> AIM OF THE TASK: From the line that holds "each like [110,50]." to the last line of the data, copy everything exactly; leave out all the rest.

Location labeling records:
+++
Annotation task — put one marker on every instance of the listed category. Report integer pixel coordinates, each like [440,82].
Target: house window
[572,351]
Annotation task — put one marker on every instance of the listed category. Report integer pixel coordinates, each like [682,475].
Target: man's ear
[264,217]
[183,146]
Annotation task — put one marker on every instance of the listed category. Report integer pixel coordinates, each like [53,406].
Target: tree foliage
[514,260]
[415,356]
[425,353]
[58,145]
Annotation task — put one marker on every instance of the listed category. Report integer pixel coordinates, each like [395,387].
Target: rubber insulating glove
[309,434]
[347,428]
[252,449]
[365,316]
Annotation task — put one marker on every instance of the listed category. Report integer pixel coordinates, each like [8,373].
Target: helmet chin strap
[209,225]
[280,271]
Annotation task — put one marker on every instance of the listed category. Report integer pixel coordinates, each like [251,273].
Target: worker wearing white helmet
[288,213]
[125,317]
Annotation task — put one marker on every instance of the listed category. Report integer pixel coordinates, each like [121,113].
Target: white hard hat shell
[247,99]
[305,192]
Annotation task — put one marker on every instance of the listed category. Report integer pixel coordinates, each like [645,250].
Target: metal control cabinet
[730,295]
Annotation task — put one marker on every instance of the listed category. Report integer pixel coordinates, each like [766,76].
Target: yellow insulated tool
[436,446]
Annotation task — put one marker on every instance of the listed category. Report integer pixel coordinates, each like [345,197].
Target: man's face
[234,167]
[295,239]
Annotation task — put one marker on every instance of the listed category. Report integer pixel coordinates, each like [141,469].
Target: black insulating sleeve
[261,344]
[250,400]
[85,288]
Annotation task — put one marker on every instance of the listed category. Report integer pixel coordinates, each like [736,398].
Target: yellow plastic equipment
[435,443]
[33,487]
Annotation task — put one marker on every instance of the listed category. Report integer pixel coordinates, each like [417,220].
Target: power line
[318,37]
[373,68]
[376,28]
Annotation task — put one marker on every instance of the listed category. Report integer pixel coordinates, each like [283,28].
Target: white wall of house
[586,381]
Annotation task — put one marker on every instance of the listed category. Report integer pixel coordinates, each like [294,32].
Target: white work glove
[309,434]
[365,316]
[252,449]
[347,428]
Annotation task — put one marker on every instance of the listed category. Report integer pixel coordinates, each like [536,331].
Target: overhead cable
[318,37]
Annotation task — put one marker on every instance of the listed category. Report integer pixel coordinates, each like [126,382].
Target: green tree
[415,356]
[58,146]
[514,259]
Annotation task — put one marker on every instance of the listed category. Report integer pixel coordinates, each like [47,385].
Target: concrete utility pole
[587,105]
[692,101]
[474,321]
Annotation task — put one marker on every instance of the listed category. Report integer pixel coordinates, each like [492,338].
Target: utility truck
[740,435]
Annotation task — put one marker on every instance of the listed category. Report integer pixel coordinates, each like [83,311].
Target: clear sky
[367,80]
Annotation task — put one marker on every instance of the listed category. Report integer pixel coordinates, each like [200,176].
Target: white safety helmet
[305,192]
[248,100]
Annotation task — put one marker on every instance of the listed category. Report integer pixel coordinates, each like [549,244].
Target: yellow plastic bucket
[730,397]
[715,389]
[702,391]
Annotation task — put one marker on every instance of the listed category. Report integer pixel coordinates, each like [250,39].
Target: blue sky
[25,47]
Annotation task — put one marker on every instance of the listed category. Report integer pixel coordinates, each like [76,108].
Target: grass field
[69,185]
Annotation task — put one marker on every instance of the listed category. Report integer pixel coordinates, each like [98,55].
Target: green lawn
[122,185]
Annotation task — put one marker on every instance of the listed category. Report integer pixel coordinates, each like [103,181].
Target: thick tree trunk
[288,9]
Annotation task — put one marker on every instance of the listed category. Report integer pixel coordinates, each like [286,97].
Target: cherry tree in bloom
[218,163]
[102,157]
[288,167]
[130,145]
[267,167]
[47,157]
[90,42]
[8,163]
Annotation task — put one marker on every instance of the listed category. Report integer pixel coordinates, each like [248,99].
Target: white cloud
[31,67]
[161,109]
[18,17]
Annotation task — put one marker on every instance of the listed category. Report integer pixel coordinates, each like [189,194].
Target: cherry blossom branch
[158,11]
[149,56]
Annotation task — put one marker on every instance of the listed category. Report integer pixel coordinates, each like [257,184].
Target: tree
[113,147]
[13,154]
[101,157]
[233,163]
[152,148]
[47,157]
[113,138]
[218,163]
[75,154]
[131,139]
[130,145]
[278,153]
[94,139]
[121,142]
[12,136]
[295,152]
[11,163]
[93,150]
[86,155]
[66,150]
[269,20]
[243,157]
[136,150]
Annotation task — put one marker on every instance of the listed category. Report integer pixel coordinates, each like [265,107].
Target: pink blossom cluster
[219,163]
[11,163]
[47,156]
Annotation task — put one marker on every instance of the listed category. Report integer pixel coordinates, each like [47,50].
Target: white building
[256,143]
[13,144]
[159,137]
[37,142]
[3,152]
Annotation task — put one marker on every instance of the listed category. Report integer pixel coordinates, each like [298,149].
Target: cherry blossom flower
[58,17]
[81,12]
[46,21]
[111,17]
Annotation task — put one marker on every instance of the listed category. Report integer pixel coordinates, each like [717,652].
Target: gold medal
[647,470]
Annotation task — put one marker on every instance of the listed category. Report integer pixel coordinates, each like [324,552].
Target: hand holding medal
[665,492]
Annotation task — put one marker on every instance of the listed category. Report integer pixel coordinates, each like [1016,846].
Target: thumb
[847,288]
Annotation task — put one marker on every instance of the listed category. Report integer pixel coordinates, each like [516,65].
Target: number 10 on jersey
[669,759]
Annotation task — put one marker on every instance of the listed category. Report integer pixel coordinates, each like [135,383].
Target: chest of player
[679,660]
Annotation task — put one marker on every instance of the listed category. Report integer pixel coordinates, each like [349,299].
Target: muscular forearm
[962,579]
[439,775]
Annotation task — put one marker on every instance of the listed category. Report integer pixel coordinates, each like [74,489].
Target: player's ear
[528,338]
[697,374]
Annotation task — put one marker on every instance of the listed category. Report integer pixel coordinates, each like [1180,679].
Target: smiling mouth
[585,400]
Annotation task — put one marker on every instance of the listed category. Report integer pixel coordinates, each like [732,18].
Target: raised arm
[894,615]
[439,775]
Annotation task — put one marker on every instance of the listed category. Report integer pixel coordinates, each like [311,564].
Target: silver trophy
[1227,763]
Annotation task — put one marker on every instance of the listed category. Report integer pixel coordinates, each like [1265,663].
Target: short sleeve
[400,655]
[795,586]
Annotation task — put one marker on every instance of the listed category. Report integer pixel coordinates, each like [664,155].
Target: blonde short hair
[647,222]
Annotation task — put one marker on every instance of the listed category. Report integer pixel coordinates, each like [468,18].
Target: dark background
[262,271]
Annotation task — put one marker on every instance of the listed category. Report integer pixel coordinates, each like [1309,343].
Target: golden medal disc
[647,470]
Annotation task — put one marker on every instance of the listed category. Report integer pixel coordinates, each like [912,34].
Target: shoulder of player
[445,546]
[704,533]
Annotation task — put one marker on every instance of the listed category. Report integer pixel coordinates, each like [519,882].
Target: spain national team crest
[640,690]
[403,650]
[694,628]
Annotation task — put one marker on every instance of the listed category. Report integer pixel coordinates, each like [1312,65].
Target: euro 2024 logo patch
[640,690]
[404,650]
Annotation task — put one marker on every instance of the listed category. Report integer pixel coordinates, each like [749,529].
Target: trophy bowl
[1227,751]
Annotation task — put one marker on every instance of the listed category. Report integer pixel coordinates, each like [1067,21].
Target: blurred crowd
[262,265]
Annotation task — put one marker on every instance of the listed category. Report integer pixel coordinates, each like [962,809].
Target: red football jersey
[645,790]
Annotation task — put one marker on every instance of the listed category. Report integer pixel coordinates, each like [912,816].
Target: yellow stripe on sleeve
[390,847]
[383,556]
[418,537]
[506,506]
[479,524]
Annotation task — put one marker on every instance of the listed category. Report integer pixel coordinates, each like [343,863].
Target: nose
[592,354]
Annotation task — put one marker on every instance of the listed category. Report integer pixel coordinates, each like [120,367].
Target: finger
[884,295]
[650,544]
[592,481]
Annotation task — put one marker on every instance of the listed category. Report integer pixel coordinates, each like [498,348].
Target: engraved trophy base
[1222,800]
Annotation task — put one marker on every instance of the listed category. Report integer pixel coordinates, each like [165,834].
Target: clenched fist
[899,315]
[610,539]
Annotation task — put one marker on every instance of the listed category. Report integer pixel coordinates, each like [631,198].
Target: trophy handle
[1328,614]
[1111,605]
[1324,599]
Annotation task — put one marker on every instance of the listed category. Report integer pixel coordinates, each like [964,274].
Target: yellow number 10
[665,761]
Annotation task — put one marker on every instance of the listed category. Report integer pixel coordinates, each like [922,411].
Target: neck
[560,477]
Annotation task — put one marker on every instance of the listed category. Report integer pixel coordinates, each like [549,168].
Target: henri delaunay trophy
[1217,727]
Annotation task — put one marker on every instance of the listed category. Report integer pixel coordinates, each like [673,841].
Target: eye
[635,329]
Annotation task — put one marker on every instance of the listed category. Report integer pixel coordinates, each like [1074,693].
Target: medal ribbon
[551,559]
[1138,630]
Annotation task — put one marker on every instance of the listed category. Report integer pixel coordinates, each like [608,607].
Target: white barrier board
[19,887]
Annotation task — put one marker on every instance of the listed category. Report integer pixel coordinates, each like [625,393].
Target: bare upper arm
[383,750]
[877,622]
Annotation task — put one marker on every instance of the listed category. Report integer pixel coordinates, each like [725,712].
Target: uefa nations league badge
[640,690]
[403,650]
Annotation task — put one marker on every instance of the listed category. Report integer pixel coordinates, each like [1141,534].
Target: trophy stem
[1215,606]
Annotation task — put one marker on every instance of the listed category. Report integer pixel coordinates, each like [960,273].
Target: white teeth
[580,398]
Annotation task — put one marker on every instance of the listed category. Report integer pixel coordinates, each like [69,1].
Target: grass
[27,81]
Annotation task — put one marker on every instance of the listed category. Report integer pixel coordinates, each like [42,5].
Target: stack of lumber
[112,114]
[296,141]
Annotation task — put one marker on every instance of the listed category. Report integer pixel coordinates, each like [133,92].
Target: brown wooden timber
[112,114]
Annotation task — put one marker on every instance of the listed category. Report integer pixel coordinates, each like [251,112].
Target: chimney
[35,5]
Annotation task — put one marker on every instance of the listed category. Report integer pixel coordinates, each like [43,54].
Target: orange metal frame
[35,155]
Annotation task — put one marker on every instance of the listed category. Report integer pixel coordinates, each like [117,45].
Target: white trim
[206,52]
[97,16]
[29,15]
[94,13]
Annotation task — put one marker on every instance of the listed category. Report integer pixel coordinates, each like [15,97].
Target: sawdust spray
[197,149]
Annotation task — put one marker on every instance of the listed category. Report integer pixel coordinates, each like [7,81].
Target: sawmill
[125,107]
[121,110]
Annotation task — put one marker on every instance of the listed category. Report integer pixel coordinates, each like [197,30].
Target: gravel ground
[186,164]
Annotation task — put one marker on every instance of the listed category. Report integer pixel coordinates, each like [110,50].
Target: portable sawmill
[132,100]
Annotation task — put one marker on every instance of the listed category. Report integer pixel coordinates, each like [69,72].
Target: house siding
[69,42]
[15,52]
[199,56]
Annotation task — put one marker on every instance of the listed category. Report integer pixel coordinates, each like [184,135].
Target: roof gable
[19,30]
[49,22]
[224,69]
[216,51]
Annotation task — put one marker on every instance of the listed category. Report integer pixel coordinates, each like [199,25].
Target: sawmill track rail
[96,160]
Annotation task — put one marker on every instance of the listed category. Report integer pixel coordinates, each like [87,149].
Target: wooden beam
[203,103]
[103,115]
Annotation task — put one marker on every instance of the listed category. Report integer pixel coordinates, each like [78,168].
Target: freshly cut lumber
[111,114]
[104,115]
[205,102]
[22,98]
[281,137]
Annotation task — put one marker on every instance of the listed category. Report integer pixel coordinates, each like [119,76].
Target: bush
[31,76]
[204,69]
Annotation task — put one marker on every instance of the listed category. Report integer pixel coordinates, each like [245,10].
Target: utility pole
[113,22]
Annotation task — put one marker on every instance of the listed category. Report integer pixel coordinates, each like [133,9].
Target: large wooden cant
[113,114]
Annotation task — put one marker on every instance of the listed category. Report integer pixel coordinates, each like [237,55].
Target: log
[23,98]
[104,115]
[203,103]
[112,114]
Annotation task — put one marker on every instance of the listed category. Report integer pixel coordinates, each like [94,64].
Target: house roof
+++
> TASK ANSWER:
Annotation task — put one marker on every instance of the listed category. Report integer pixel coordinates, each like [110,50].
Target: portable sawmill
[132,100]
Annotation task — put one marker on every instance of the listed category. Report integer pixel coordinates, each like [69,72].
Target: house siding
[69,42]
[15,52]
[199,56]
Annotation task — put one marker on every instance of the listed category. Report integer pixel coordinates, each like [184,135].
Target: roof gable
[19,30]
[49,22]
[224,69]
[216,51]
Annotation task — put one marker on every instance of the listed category. Report integer pixel coordinates, each like [199,25].
Target: sawmill track rail
[96,160]
Annotation task — put one marker on every instance of the listed category. Report integer pixel coordinates, each like [87,149].
Target: wooden beam
[203,103]
[103,115]
Annotation task — put one marker on every instance of the listed category. Report integer pixel coordinates, each like [78,168].
Target: freshly cut lumber
[111,114]
[104,115]
[205,102]
[22,98]
[281,137]
Annotation task — put one marker on every instance of the listed category. Report integer pixel coordinates, each like [119,76].
Target: bush
[31,76]
[204,69]
Annotation task — put one marker on every instance of the listed category. Report integer pixel coordinates, each like [245,10].
Target: utility pole
[113,22]
Annotation task — put one marker on every instance of the listed category. Report integer pixel coordinates, each like [133,9].
Target: large wooden cant
[113,114]
Annotation task — put one marker on every instance of the listed category. Report integer pixel coordinates, each like [237,55].
Target: log
[23,98]
[104,115]
[203,103]
[112,114]
Annotation task — put one marker on every instance of the listed category. Report integer pixel coordinates, each like [94,64].
Target: house roof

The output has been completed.